Ray Perry was an Army private on Dec. 7, 1941. Assigned then as driver for the Hawaii Department Quartermaster at Fort Armstrong in Honolulu, he spent the day helping move wounded men at Hickam Field to the base hospital.

Perry retired from the Army in 1960 and worked for a time with Air America in Southeast Asia. He went to work as a fire inspector at Hickam Air Force Base and now has retired a second time. This is his story.

— Jim Lea

That Sunday morning I went to the colonel's quarters at Fort Armstrong to pick him up, but he said he was taking the car himself to Fort Shafter.

I was running around trying to get out of the way because the anti-aircraft guns we had at Armstrong were shooting (rounds with) contact fuses. The rounds had to hit something before they went off.

They were going up and coming back down and exploding in our motorpool.

I went over to our first sergeant and said, "I'm volunteering."

He said, "You don't even know what I want volunteers for."

I said, "I don't care. I just want to get out of here."

He said Hickam had asked volunteers to help pick up wounded and get them to the hospital.

Hickam had a clinic of only about 14 beds. Most of the wounded were being taken to Tripler (Army hospital), which was 14 or 15 buildings across the street from Fort Shafter.

Five drivers volunteered. We got into trucks and went out the gate but got only as far as the power plant (about ¾-mile) when the traffic jammed up.

An MP told us the only way we could get out to Hickam was to drive down the railroad tracks, so that's what we did.

When we got to the spur leading off to Hickam we could see all the smoke and fire. That was the Hawaiian Air Department burning. The barracks (Hale Makai) didn't get hit until later, close to 10 a.m.

Tasks to carry out
**1)** Answer these questions about the account of Ray Perry's day:
(a) In what year did Perry retire from the Army?
(b) How many drivers volunteered?
(c) Around what time was the barracks (Hale Makai) hit?
**2)** Quote the account of Ray Perry's day word for word, starting at "I went over" and ending at "traffic jammed up.".

Information provided
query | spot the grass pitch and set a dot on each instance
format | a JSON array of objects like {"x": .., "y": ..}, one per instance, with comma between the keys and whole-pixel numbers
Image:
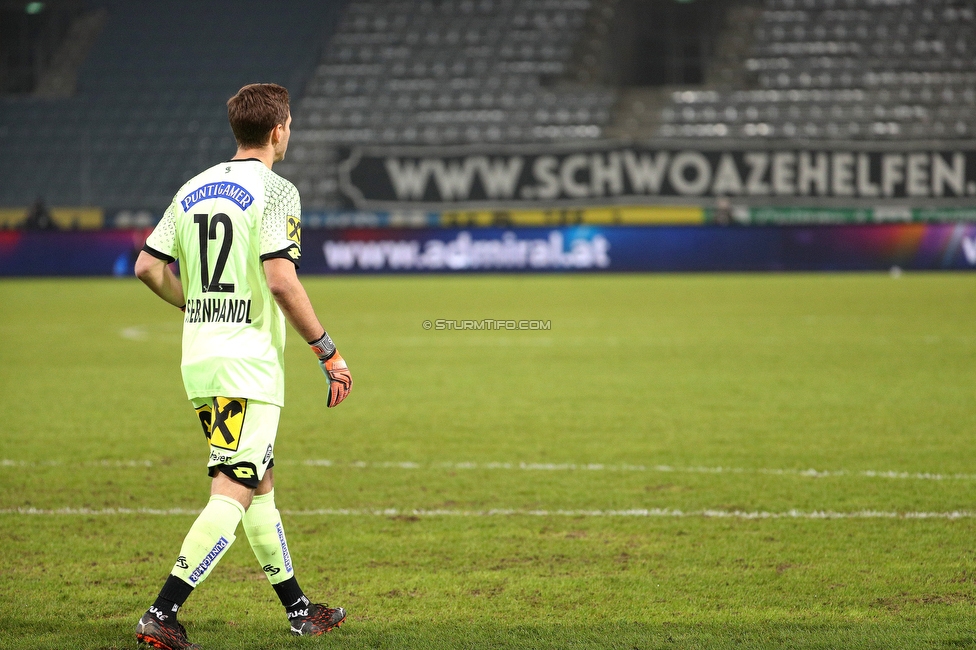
[{"x": 762, "y": 461}]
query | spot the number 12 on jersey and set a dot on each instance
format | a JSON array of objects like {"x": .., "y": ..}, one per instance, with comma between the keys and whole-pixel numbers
[{"x": 208, "y": 232}]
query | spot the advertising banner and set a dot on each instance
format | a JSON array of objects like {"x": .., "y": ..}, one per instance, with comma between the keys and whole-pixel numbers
[
  {"x": 622, "y": 248},
  {"x": 583, "y": 248},
  {"x": 554, "y": 175}
]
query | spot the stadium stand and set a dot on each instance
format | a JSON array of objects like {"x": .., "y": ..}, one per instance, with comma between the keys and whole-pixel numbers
[
  {"x": 149, "y": 107},
  {"x": 449, "y": 72},
  {"x": 842, "y": 70}
]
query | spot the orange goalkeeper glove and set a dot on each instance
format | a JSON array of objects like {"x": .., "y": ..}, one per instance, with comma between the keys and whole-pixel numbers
[{"x": 334, "y": 368}]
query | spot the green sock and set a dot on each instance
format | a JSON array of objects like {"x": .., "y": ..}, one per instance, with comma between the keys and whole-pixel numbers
[
  {"x": 208, "y": 539},
  {"x": 262, "y": 523}
]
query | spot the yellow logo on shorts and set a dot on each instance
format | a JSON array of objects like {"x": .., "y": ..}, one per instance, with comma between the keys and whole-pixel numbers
[
  {"x": 227, "y": 423},
  {"x": 205, "y": 413},
  {"x": 294, "y": 230}
]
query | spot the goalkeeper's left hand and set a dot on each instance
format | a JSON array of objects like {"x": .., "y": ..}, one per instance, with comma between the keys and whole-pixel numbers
[{"x": 334, "y": 368}]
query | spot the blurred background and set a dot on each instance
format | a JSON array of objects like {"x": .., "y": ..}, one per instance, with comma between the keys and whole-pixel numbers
[{"x": 652, "y": 124}]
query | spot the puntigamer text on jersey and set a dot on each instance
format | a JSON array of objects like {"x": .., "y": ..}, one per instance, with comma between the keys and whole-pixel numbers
[{"x": 231, "y": 191}]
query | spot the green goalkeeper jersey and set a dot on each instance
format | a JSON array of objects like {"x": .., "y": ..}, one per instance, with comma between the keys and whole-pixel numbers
[{"x": 221, "y": 226}]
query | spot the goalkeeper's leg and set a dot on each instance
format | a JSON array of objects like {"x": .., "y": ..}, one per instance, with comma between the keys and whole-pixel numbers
[
  {"x": 206, "y": 542},
  {"x": 262, "y": 524}
]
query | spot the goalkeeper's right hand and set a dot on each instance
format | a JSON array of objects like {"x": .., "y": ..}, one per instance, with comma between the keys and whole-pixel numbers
[{"x": 334, "y": 368}]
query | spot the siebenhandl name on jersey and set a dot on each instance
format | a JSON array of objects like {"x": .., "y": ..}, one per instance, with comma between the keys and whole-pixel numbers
[{"x": 217, "y": 310}]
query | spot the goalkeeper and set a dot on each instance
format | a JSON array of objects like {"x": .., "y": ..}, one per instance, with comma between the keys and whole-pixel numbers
[{"x": 236, "y": 230}]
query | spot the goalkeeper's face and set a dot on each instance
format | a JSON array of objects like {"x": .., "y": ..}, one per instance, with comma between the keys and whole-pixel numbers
[{"x": 283, "y": 133}]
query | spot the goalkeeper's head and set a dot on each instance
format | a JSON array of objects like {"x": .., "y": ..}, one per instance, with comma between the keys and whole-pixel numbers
[{"x": 260, "y": 116}]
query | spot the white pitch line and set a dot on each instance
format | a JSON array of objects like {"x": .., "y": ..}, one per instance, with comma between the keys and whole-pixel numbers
[
  {"x": 633, "y": 513},
  {"x": 542, "y": 467},
  {"x": 600, "y": 467}
]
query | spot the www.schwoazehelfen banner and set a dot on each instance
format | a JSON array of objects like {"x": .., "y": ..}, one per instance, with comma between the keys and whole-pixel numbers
[{"x": 551, "y": 175}]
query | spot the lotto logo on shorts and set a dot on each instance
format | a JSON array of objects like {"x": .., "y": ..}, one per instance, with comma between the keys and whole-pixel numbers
[{"x": 227, "y": 423}]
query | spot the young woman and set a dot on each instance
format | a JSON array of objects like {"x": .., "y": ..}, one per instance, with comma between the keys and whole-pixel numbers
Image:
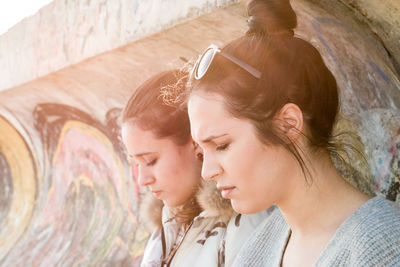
[
  {"x": 262, "y": 109},
  {"x": 191, "y": 223}
]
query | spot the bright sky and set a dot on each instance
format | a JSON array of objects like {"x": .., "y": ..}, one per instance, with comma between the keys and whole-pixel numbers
[{"x": 13, "y": 11}]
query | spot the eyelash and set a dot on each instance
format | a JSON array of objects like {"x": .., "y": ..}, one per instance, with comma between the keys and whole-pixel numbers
[
  {"x": 151, "y": 163},
  {"x": 222, "y": 147}
]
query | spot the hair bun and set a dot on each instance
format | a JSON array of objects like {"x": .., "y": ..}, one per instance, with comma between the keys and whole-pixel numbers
[{"x": 271, "y": 17}]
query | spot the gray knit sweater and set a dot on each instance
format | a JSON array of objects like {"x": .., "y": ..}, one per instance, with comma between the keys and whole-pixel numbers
[{"x": 369, "y": 237}]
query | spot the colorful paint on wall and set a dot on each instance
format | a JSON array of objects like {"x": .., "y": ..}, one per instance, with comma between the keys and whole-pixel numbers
[{"x": 86, "y": 211}]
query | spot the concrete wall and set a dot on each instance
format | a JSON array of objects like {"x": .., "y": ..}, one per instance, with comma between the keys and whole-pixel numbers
[
  {"x": 383, "y": 17},
  {"x": 66, "y": 32},
  {"x": 68, "y": 194}
]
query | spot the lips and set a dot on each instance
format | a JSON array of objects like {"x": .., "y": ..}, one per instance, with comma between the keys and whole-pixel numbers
[{"x": 226, "y": 191}]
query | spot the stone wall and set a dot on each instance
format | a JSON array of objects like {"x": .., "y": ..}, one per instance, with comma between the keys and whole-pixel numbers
[{"x": 66, "y": 32}]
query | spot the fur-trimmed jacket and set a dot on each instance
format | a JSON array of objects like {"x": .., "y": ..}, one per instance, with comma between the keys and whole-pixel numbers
[{"x": 214, "y": 238}]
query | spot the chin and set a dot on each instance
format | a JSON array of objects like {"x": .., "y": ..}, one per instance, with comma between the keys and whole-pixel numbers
[
  {"x": 245, "y": 208},
  {"x": 172, "y": 203}
]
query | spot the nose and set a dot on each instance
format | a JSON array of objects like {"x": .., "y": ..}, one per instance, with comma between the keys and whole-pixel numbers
[
  {"x": 210, "y": 169},
  {"x": 145, "y": 176}
]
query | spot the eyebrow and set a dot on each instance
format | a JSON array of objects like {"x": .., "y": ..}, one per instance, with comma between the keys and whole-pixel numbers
[
  {"x": 208, "y": 139},
  {"x": 140, "y": 154}
]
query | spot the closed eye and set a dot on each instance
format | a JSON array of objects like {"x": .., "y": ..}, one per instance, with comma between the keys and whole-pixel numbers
[
  {"x": 153, "y": 162},
  {"x": 222, "y": 147}
]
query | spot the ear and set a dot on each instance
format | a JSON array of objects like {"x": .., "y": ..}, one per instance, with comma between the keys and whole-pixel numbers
[
  {"x": 290, "y": 121},
  {"x": 197, "y": 150}
]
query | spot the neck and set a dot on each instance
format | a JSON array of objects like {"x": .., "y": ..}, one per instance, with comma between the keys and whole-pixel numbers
[{"x": 322, "y": 204}]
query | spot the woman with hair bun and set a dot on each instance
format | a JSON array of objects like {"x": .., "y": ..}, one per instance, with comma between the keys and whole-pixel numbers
[
  {"x": 262, "y": 109},
  {"x": 187, "y": 217}
]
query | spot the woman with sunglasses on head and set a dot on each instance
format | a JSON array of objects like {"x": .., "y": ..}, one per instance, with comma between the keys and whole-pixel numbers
[
  {"x": 262, "y": 109},
  {"x": 188, "y": 217}
]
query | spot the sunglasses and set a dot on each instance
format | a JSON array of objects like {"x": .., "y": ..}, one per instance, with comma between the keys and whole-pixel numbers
[{"x": 204, "y": 61}]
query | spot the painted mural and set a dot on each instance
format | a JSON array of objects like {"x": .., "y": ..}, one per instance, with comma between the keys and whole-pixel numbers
[
  {"x": 88, "y": 195},
  {"x": 68, "y": 196}
]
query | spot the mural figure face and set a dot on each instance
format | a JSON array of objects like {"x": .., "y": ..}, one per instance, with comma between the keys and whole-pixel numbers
[
  {"x": 253, "y": 175},
  {"x": 170, "y": 171}
]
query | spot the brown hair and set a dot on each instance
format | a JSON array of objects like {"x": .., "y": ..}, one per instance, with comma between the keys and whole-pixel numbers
[
  {"x": 147, "y": 108},
  {"x": 292, "y": 71}
]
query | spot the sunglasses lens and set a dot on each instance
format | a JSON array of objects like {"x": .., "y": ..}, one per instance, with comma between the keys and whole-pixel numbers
[{"x": 205, "y": 63}]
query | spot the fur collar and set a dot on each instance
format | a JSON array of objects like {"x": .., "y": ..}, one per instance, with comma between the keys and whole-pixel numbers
[{"x": 208, "y": 197}]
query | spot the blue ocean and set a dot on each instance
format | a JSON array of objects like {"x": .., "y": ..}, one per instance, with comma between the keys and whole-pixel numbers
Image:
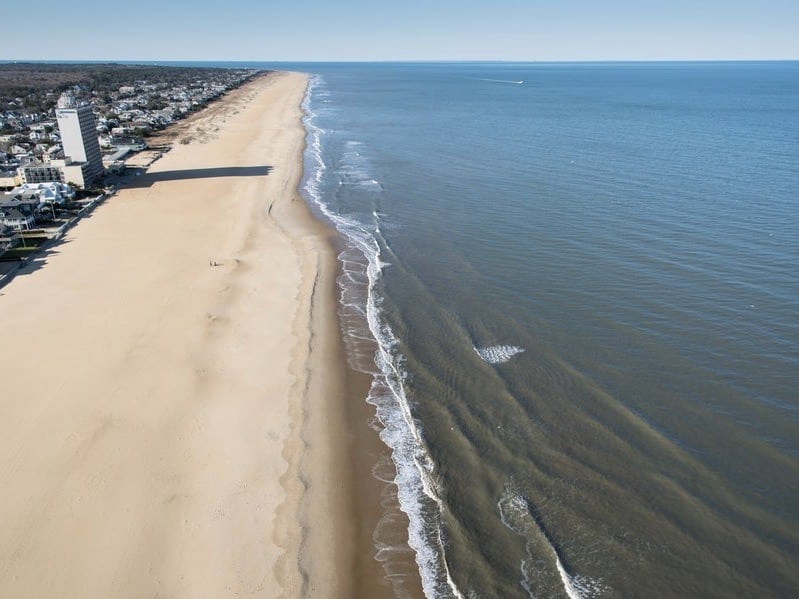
[{"x": 576, "y": 290}]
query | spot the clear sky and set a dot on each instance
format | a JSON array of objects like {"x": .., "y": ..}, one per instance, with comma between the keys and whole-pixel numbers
[{"x": 300, "y": 30}]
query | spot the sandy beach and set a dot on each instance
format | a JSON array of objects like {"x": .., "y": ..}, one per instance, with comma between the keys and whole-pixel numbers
[{"x": 172, "y": 381}]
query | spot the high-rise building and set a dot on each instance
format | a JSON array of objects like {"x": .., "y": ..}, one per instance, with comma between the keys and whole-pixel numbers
[{"x": 78, "y": 129}]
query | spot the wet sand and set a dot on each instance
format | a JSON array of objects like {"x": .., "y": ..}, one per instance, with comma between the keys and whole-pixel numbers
[{"x": 177, "y": 412}]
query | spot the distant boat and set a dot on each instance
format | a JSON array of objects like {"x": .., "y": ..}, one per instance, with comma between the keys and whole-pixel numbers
[{"x": 502, "y": 81}]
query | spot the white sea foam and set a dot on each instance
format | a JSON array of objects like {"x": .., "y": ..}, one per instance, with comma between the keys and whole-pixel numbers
[
  {"x": 415, "y": 478},
  {"x": 515, "y": 513},
  {"x": 497, "y": 354}
]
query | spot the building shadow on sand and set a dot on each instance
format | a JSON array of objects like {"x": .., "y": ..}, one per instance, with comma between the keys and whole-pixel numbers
[{"x": 138, "y": 178}]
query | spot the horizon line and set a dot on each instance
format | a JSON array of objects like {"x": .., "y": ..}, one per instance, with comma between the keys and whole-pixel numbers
[{"x": 388, "y": 61}]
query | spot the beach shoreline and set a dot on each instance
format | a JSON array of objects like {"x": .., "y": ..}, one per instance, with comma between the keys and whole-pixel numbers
[{"x": 183, "y": 430}]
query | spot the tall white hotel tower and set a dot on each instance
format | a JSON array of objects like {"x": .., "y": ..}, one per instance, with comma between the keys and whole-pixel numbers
[{"x": 78, "y": 129}]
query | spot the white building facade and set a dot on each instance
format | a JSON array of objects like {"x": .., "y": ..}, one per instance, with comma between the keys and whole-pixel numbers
[{"x": 78, "y": 129}]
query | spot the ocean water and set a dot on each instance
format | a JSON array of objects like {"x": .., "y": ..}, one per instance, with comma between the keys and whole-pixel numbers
[{"x": 576, "y": 287}]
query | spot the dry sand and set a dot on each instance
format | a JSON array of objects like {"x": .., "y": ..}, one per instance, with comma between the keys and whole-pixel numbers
[{"x": 170, "y": 428}]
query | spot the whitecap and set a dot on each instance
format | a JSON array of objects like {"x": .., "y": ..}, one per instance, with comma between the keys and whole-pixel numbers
[{"x": 497, "y": 354}]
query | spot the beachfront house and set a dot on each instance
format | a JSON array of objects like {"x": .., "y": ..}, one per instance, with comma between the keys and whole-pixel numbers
[{"x": 16, "y": 219}]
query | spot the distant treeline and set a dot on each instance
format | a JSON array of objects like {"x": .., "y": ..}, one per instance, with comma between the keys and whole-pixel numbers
[{"x": 33, "y": 81}]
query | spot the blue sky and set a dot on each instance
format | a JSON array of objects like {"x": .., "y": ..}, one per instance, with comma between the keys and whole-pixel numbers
[{"x": 402, "y": 30}]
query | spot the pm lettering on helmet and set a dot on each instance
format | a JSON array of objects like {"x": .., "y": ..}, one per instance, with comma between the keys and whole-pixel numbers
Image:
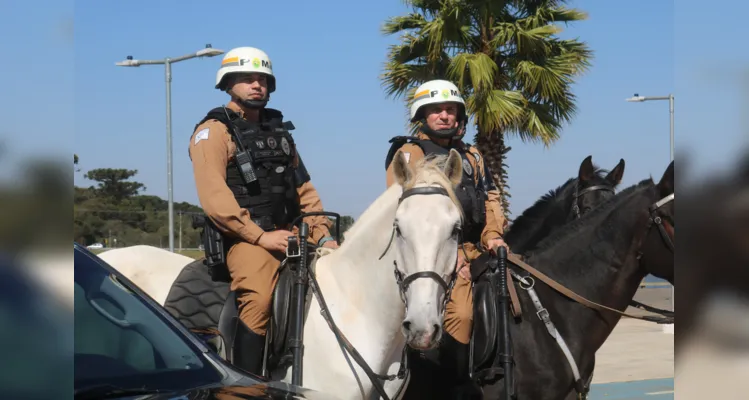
[
  {"x": 255, "y": 62},
  {"x": 445, "y": 93}
]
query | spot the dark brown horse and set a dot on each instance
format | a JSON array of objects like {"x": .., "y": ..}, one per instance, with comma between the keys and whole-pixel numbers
[{"x": 603, "y": 257}]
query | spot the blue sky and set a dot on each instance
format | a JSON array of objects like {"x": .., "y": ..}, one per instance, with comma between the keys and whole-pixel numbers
[{"x": 66, "y": 95}]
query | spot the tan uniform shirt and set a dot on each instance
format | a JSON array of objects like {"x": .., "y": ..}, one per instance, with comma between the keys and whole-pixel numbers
[
  {"x": 210, "y": 155},
  {"x": 495, "y": 220}
]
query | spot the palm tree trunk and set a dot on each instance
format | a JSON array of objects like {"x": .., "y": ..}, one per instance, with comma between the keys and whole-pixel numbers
[{"x": 492, "y": 146}]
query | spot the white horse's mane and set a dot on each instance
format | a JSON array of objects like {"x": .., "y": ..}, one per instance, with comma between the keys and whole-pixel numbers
[{"x": 428, "y": 171}]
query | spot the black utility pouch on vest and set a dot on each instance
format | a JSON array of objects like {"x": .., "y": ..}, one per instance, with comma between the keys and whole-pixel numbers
[{"x": 214, "y": 247}]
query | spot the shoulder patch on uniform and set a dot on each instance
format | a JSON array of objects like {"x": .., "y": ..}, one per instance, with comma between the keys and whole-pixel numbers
[{"x": 202, "y": 135}]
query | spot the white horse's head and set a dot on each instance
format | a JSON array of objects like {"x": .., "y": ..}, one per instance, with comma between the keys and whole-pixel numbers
[{"x": 427, "y": 229}]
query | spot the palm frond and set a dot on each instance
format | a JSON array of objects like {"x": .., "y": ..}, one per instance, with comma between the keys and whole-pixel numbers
[
  {"x": 481, "y": 70},
  {"x": 403, "y": 23}
]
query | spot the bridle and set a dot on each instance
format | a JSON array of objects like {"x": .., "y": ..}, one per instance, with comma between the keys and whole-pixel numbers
[
  {"x": 657, "y": 220},
  {"x": 401, "y": 279},
  {"x": 579, "y": 193}
]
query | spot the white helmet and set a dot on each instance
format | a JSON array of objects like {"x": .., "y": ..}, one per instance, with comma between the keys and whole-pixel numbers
[
  {"x": 434, "y": 92},
  {"x": 245, "y": 60}
]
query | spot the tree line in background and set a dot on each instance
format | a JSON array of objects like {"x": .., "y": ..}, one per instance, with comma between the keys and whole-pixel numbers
[
  {"x": 115, "y": 214},
  {"x": 514, "y": 71}
]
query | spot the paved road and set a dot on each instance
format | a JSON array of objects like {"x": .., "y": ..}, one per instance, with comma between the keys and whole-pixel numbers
[{"x": 651, "y": 389}]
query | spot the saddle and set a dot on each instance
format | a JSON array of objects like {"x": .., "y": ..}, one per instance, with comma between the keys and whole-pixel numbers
[
  {"x": 277, "y": 352},
  {"x": 485, "y": 339}
]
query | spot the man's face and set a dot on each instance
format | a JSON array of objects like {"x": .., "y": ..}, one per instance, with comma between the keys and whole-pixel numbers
[
  {"x": 441, "y": 116},
  {"x": 250, "y": 86}
]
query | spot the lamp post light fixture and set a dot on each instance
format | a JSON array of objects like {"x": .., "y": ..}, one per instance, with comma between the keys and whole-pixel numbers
[
  {"x": 639, "y": 99},
  {"x": 208, "y": 51}
]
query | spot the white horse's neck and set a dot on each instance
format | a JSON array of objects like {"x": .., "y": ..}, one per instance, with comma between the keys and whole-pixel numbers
[
  {"x": 364, "y": 301},
  {"x": 356, "y": 267}
]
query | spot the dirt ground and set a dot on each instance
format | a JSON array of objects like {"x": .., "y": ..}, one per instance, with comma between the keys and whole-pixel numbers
[{"x": 638, "y": 350}]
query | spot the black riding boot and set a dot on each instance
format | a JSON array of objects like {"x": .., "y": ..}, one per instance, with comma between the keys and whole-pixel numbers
[
  {"x": 248, "y": 349},
  {"x": 454, "y": 358}
]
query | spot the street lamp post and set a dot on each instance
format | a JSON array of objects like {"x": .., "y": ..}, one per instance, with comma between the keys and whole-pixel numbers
[
  {"x": 638, "y": 99},
  {"x": 208, "y": 51}
]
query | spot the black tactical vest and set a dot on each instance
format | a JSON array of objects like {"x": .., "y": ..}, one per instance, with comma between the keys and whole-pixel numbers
[
  {"x": 272, "y": 199},
  {"x": 471, "y": 196}
]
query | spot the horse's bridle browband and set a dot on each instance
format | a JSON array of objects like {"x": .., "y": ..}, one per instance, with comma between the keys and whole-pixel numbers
[{"x": 578, "y": 193}]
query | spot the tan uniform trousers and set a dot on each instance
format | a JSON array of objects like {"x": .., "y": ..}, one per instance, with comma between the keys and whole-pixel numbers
[
  {"x": 459, "y": 311},
  {"x": 254, "y": 273}
]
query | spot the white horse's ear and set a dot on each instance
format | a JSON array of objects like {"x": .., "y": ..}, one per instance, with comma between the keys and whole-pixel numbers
[
  {"x": 401, "y": 168},
  {"x": 454, "y": 167}
]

Answers by task
**1)**
(a) 1960
(b) Five
(c) Close to 10 a.m.

**2)**
I went over to our first sergeant and said, "I'm volunteering."

He said, "You don't even know what I want volunteers for."

I said, "I don't care. I just want to get out of here."

He said Hickam had asked volunteers to help pick up wounded and get them to the hospital.

Hickam had a clinic of only about 14 beds. Most of the wounded were being taken to Tripler (Army hospital), which was 14 or 15 buildings across the street from Fort Shafter.

Five drivers volunteered. We got into trucks and went out the gate but got only as far as the power plant (about ¾-mile) when the traffic jammed up.